• _Instructions to follow_:
Copy all records exactly, excluding images.

• _Records to use_:

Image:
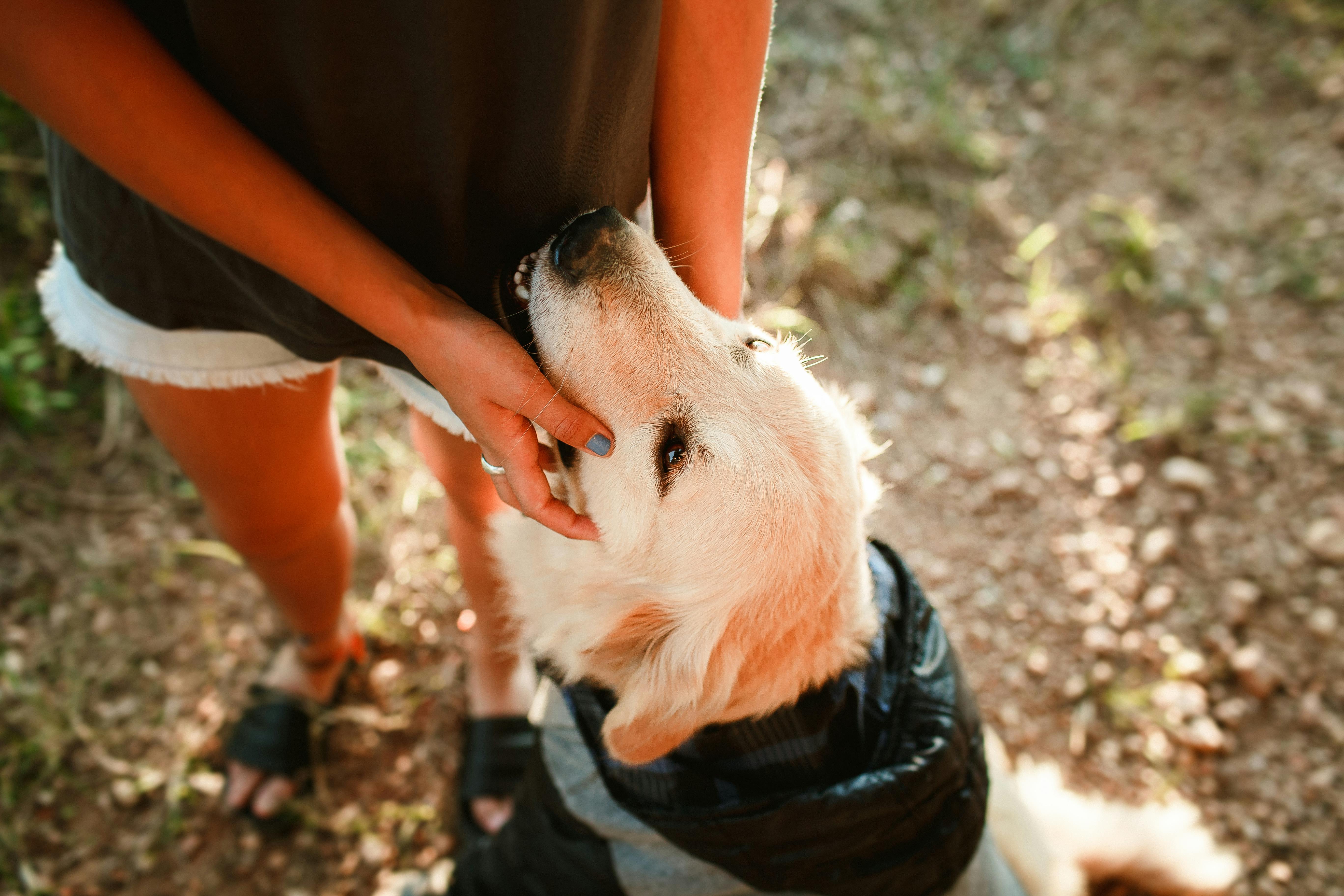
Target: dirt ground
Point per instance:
(1081, 261)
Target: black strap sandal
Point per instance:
(275, 733)
(495, 758)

• _Reply_:
Image:
Target: dirt ground
Point per instance:
(1081, 261)
Target: black strap sandal
Point per instance:
(275, 733)
(495, 758)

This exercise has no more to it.